[Contour labeling items]
****************
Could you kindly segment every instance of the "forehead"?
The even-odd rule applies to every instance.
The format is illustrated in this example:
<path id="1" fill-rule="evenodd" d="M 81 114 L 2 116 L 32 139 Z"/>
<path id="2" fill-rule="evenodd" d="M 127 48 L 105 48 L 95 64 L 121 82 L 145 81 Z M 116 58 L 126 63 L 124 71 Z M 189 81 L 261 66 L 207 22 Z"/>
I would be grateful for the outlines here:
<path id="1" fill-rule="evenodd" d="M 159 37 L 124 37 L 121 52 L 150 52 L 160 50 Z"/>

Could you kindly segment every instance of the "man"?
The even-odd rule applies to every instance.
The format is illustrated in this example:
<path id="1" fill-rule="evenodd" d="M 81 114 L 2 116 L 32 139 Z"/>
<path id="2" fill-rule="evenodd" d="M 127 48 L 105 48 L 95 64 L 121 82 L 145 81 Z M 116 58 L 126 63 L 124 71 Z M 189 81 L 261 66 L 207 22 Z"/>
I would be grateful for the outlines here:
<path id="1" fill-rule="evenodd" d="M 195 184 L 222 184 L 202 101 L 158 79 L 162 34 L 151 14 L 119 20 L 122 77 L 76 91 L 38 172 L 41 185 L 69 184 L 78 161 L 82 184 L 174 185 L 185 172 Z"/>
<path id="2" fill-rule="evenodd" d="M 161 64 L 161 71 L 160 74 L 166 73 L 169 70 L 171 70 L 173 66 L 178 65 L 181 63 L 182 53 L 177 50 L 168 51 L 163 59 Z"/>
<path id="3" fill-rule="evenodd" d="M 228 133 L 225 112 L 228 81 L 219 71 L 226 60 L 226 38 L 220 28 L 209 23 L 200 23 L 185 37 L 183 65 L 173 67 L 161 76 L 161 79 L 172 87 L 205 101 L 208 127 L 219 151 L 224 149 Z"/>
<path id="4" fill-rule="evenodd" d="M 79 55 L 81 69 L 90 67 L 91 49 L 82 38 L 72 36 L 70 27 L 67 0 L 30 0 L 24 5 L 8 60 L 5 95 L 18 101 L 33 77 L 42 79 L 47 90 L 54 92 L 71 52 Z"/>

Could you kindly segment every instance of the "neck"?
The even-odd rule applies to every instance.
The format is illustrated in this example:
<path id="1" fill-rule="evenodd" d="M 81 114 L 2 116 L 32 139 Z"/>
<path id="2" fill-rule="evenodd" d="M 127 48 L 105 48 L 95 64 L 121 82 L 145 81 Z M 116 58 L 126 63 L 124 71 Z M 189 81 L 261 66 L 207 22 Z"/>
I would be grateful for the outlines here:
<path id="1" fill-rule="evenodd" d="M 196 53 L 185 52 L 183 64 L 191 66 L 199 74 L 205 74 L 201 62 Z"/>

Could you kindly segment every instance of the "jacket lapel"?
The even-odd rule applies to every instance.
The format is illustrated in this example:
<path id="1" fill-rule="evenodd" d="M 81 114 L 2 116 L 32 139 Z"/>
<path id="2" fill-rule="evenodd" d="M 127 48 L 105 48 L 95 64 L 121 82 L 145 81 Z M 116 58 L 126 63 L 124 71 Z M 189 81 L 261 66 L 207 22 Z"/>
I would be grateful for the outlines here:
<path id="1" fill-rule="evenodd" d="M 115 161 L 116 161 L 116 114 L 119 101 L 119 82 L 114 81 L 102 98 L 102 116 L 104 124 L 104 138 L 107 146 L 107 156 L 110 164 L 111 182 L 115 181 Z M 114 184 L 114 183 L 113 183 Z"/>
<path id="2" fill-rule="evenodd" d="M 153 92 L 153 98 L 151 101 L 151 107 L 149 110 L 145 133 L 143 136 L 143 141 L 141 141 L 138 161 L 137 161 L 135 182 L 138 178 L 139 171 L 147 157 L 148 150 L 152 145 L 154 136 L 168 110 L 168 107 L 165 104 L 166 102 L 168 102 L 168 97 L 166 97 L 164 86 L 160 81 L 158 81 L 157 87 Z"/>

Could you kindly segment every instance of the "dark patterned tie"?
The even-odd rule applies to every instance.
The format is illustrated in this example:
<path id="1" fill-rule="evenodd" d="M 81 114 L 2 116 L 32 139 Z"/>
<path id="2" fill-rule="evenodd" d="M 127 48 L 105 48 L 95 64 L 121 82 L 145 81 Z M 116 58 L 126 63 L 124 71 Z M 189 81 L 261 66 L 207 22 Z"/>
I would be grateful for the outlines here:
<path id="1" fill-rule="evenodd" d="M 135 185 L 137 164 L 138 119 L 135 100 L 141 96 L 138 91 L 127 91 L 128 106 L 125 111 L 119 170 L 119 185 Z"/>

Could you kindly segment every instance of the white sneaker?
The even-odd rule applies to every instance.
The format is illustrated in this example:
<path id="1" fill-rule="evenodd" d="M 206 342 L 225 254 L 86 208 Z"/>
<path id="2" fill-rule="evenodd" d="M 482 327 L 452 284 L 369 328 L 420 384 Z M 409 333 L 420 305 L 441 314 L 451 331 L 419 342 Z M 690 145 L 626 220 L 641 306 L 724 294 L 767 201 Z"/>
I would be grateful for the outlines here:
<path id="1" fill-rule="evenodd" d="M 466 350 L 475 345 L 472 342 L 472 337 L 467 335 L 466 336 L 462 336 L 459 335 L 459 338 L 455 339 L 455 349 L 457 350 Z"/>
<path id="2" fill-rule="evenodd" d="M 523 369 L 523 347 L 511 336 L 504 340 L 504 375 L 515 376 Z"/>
****************
### Set exercise:
Copy out the items above verbatim, starting at the line containing "Could you kindly segment every instance of the white" and continuing through the line containing "206 342 L 225", with both of those lines included.

### Response below:
Could you kindly segment every instance of the white sneaker?
The even-odd rule applies to every instance.
The format is illustrated in this example:
<path id="1" fill-rule="evenodd" d="M 206 342 L 225 254 L 86 208 Z"/>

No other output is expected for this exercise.